# Selected text
He claims that as the lifting of the biosecurity areas is approaching on June 18 there is a case for examining the rules in place, especially given the absence of community transmission.
His constituents are in favour of secure NT borders and put up with the biosecurity divisions but – given the figures – now questions why places such as St Teresa and Hermannsburg should remain isolated.
There has been “no practical reason” why the West MacDonnells national park should be off-limits – except that they are not in Mr Gunner’s back yard.
Mr Gunner fails to provide a “nuanced response” to The Centre’s problems, and provides no answer to concerns over the impact of the likely departure of 103 Federal police officers, says Mr McConnell.
Instead of measures affecting all of the population the NT should be made ready for any localised outbreaks.
During his media conference on May 7 Mr Gunner spoke about border security, asserting that the NT’s is strong.
He did not trust SA to guarantee its border security with Victoria, and neither Queensland with NSW.
All three state borders will be opened at the same time and the move will be last in the COVID measures to be lifted, said Mr Gunner: “Significant caution on that: We’ve got to make sure people in remote communities … the land councils, APONT and AMSANT and others are in the driver’s seat when it comes to this.

# Task list
A – In the passage on Northern Territory border restrictions, on what date is the lifting of the biosecurity areas approaching?
B – Go on with the passage on Northern Territory border restrictions from the point where it stops.

# Data listing
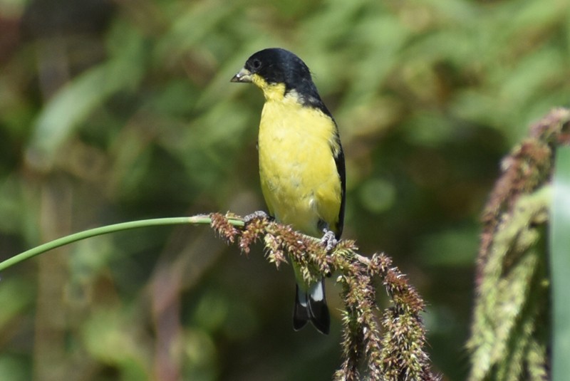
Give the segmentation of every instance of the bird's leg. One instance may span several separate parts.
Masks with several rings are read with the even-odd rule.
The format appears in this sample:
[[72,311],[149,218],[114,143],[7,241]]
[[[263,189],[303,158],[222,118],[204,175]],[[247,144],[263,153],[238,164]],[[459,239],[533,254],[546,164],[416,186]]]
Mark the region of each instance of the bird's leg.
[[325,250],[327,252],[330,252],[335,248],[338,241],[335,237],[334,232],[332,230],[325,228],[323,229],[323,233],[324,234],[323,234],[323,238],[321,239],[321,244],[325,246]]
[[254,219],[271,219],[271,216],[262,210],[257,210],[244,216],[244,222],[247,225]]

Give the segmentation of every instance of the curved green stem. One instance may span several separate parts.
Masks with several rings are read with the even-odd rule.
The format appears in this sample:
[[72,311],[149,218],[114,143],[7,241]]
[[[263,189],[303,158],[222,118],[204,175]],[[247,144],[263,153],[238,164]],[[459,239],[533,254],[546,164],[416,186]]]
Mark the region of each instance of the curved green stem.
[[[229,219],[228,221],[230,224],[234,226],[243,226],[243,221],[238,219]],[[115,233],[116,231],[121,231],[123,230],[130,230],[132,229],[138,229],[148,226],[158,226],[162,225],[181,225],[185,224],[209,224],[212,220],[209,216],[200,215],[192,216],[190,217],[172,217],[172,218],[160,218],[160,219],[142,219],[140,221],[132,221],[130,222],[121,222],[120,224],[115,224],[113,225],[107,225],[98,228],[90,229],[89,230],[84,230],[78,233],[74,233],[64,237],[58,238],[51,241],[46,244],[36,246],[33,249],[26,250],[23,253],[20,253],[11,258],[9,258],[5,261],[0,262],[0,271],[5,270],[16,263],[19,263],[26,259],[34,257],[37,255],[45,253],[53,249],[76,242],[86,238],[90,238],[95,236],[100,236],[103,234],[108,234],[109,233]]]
...
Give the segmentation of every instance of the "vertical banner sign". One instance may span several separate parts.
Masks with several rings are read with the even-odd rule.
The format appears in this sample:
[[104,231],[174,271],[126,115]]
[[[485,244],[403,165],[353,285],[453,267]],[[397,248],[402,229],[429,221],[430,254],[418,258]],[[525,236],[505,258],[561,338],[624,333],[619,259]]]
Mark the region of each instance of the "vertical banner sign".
...
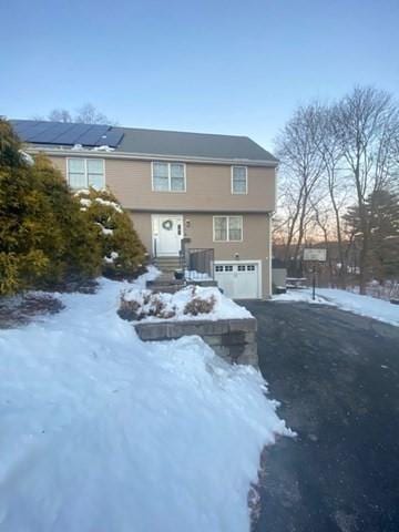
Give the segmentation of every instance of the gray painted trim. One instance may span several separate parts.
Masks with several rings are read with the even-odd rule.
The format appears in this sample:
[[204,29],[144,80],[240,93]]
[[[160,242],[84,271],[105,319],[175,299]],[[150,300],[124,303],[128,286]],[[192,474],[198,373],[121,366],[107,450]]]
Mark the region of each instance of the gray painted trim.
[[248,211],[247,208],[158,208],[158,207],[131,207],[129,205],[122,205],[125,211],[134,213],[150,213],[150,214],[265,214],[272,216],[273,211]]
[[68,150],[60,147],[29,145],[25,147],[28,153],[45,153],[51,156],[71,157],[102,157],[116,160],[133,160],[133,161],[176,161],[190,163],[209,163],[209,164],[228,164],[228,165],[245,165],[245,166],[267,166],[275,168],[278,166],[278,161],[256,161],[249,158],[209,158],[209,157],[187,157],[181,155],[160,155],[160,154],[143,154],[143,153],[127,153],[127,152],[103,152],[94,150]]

# Results for the exercise
A – June 18

B –
“There are parts of the Northern Territory, bits near the Kimberley … they might be a worry … because we’ve had that outbreak in the Kimberley … We’ve got to do this in the right way … be extremely careful how we manage this … the borders is what allows us to act fast on how we bring back to jobs in the NT.
“We’ve got to be extremely cautious with what we do around the borders.”
We asked what the land councils and the two organisations he mentioned, Aboriginal Peak Organisations Northern Territory and Aboriginal Medical Services Alliance Northern Territory, should be doing about border security while being “in the driver’s seat”.
How many “bush roads” are there leading into the southern half of the NT from SA, WA and Queensland?
How many police and army personnel, respectively, are deployed to control any movements on those bush roads, and on the Stuart Highway, Plenty Highway, Sandower Highway, Docker River Road, Kiwirrkurra Road and Tanami Highway?
Where are they deployed?
We will provide the answers when and if we receive them from Mr Gunner.
UPDATE MAY 12 AT 3:55pm
COVID Media provided the following information: Non-essential travel into the Northern Territory’s remote communities has been restricted in response to concerns about the spread of coronavirus (COVID-19).
The Commonwealth Biosecurity Determination under the Biosecurity Act 2015 (Cth) identifies Biosecurity Designated Areas, as well as the essential activities that can be conducted in the Designated Areas.
The Determination, including designated areas, is in place until 18 June in the NT, WA, QLD and SA.
Any decision to amend the Determination in the Northern Territory will be made by the Commonwealth Government, in partnership with Land Councils and the NT Government.
The Department of Infrastructure, Planning and Logistics has identified 10 roads crossing into the Alice Springs region from South Australia, Queensland and Western Australia.
Your operational questions at three and four should be put to NT Police.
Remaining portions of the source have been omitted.